— start of Excerpted records —

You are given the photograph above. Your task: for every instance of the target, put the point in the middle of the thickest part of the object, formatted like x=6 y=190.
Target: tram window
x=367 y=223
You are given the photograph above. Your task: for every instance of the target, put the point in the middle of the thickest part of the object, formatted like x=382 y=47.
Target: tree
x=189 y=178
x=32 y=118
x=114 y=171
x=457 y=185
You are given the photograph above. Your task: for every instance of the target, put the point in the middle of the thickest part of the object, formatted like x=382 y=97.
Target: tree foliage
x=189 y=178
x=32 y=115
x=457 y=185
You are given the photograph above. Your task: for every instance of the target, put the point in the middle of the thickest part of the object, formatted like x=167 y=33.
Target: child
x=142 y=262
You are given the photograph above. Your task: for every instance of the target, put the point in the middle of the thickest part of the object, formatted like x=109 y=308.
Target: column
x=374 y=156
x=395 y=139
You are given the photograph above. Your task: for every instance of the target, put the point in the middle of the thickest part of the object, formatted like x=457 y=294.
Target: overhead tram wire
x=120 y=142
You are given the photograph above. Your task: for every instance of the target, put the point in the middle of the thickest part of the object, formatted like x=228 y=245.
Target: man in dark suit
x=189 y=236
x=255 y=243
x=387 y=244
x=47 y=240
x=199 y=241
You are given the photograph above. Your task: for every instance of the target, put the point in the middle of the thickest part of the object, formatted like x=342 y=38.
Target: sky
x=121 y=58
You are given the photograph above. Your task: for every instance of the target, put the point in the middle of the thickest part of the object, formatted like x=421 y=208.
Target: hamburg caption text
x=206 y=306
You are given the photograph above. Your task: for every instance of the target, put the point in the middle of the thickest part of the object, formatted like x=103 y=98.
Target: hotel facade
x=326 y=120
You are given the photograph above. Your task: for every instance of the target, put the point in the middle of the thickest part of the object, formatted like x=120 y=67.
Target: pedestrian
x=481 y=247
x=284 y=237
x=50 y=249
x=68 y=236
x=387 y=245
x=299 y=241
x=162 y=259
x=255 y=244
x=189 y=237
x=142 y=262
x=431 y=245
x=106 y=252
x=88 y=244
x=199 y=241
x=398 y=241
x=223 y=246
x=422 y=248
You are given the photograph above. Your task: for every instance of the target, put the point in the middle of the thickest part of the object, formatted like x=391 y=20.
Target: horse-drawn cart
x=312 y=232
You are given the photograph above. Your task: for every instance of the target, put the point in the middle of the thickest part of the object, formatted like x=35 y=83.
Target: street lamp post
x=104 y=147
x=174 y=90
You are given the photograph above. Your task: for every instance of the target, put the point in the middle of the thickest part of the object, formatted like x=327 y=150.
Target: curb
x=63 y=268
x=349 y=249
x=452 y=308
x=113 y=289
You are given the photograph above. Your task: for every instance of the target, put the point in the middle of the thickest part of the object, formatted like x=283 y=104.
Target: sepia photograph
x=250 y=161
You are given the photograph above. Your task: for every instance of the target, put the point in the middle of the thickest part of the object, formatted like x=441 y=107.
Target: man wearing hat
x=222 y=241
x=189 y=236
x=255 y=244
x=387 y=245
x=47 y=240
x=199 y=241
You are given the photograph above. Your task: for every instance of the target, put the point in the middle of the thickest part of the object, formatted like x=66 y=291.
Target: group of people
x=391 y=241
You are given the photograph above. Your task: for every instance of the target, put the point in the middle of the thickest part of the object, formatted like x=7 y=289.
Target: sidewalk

— end of Excerpted records —

• **Exercise aim**: Rewrite every one of the records above with "thickest part" changed to "widest part" wherever it appears, keeping all else the same.

• **Task answer**:
You are given the photograph above. Your task: for every instance of the target, put the point in the middle of the widest part of the object, formatted like x=6 y=190.
Target: tram window
x=367 y=223
You are given the photograph above. Your task: for every instance of the target, put the point in the middle of the widest part of the object, formatted like x=382 y=47.
Target: tree
x=189 y=178
x=32 y=118
x=114 y=171
x=457 y=185
You are given the photograph above. Your task: for every instance of the target, put the point in the middle of the widest part of the object, formatted like x=382 y=97.
Target: tree foliage
x=189 y=178
x=32 y=115
x=457 y=185
You are given the photograph above. Your task: for every instance of the target, put the point in the middle of the widest part of the object, formatted like x=167 y=33.
Target: child
x=142 y=262
You are given the photograph above. Your task: for every instance of the target, put the point in the middle of the widest part of the object, formatted like x=109 y=308.
Target: column
x=374 y=156
x=395 y=139
You are given the photograph above. Your task: for every instance of the target, put the point in the middle of the widest part of the object, formatted like x=457 y=294.
Target: overhead tram wire
x=120 y=142
You are given the photograph above. Your task: for every instance of the target, put the point in the middle of the widest part of the object, formatted like x=228 y=245.
Target: man in dark suit
x=189 y=236
x=255 y=243
x=387 y=244
x=47 y=240
x=199 y=241
You are given the photograph above. Your task: for every instance of the target, put the point in the middle of the widest part of the object, formatted like x=342 y=38.
Target: sky
x=121 y=58
You are given the photograph above. Your task: for every instance of the target, put the point in the middle of the widest part of the object, formatted like x=421 y=208.
Target: hamburg caption text
x=206 y=306
You are given the photograph above. Your task: for every instance of the target, put the point in the middle of the widest part of the object, formatted like x=103 y=98.
Target: hotel facade
x=326 y=120
You are given the photograph above. Your task: for every instance of the target, put the point in the middle of the widest part of the object, formatted like x=120 y=67.
Target: pedestrian
x=481 y=247
x=284 y=237
x=50 y=249
x=68 y=236
x=387 y=245
x=299 y=241
x=162 y=259
x=255 y=244
x=189 y=237
x=142 y=262
x=431 y=245
x=106 y=252
x=88 y=244
x=199 y=241
x=398 y=241
x=223 y=246
x=422 y=248
You are given the photograph above. Your task: for every instance of the target, put the point in the middle of the widest part of the object, formatted like x=391 y=20.
Target: horse-drawn cart
x=312 y=232
You are given the photograph above. Your task: for every instance of the target, put the point in the middle of the widest part of the object, formatted like x=35 y=83.
Target: street lamp post
x=104 y=147
x=174 y=90
You are given the photograph above. Your task: for every instance of the target, put the point in the middle of the widest part of the object, formatted like x=327 y=150.
Target: curb
x=63 y=268
x=349 y=249
x=452 y=308
x=113 y=289
You are given the photograph above. Your task: for every instance of the target, put the point in the middle of the widest part of the object, formatted like x=283 y=104.
Target: sepia photograph
x=250 y=161
You are given the photograph above. Your task: for every instance of the target, put the point in the middle of the widest part of the object, formatted like x=441 y=107.
Target: man wearing hat
x=222 y=241
x=189 y=236
x=255 y=244
x=387 y=245
x=47 y=240
x=199 y=241
You are given the photograph above. Your task: for every instance of the target, put the point in the middle of the widest part of the object, formatted like x=66 y=291.
Target: group of people
x=391 y=241
You are given the photograph above. Your task: for every instance of the target, put the point in the middle of the widest part of the object, formatted like x=7 y=289.
Target: sidewalk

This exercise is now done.